▶ _STORED DATA_:
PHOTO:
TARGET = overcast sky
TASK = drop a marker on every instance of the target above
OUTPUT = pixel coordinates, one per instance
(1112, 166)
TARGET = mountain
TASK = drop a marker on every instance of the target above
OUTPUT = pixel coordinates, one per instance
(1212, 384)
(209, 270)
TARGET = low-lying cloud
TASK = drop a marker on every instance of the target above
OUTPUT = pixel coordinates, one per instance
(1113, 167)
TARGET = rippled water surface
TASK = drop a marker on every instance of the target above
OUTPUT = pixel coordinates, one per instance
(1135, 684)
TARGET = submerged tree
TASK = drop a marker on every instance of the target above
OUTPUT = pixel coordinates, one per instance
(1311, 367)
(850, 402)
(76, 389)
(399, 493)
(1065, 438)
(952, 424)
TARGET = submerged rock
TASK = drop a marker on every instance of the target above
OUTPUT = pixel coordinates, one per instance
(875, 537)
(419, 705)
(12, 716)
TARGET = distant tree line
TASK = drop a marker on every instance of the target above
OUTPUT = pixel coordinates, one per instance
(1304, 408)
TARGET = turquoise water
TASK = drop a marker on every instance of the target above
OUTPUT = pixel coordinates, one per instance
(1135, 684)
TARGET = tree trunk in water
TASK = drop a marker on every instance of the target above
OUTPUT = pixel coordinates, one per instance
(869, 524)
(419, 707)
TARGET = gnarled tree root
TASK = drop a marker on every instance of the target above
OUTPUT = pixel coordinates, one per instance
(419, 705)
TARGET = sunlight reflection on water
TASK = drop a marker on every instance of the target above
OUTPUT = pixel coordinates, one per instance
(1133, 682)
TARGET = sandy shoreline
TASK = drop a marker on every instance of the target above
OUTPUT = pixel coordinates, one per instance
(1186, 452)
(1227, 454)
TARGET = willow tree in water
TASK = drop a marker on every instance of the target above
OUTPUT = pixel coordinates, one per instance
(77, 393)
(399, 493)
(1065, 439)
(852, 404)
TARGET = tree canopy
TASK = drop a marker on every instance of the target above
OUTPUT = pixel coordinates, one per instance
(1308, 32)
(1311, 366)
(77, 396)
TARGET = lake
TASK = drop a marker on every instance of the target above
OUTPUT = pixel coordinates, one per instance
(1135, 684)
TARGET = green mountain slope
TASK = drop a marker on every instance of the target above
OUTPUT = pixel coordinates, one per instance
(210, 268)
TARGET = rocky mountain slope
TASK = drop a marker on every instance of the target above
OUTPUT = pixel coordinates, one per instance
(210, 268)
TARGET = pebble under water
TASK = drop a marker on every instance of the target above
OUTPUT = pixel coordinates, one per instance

▶ _WORK TO BE COMPLETED_: Turn the entries above into a JSON list of strings, one string per line and no blank lines, starting at the line containing "TARGET = distant tree line" and stopping after the line containing "(1133, 682)".

▶ _OUTPUT_:
[
  "TARGET = distant tree line",
  "TASK = drop a marker on every instance of the target above",
  "OUTPUT = pixel coordinates, one per instance",
  "(1304, 408)",
  "TARGET = turquoise water",
  "TASK = drop a marker on every instance of the target above",
  "OUTPUT = pixel coordinates, one per instance",
  "(1135, 684)",
  "TARGET = tree trunk in water",
  "TASK = drop a marker on every instance of the target above",
  "OUTPUT = pixel coordinates, one per instance",
  "(869, 524)",
  "(419, 707)",
  "TARGET = gnarled tree root",
  "TASK = drop a marker on every instance of the target above",
  "OUTPUT = pixel coordinates, one per instance",
  "(419, 705)",
  "TARGET = sunlight reflection on water",
  "TASK = drop a marker on every instance of the target above",
  "OUTPUT = pixel coordinates, one per instance",
  "(1133, 682)"
]